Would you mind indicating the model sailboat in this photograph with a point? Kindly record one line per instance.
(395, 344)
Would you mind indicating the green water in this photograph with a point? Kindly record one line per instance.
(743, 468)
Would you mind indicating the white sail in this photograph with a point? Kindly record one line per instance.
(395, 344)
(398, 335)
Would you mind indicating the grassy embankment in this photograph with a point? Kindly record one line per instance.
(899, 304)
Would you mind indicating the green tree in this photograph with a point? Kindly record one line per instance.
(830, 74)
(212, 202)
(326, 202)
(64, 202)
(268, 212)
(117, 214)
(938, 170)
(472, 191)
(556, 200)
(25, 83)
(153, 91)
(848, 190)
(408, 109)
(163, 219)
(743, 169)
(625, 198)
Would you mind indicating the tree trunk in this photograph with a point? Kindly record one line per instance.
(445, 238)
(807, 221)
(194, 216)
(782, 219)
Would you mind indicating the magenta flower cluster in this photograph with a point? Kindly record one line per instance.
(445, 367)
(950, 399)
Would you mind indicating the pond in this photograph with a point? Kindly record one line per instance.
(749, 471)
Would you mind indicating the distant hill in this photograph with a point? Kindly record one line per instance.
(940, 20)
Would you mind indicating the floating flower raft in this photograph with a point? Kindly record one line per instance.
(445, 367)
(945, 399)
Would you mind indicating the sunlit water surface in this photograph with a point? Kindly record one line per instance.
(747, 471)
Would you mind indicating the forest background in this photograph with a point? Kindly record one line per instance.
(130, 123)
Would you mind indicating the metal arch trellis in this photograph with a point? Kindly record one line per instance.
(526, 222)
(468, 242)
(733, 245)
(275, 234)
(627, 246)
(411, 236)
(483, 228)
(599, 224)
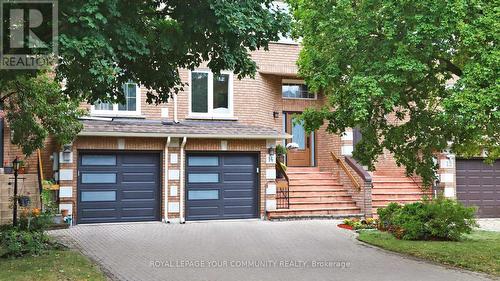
========================================
## STATED GOAL:
Pick out each line in the material above that contains the word "green".

## ANSWER FOR THE TASK:
Would you mind indicating the green water in this photograph with a point? Kindly record one line per instance.
Would you mind indicating the green tree in this photograph with a point? Kindly record one line per instance.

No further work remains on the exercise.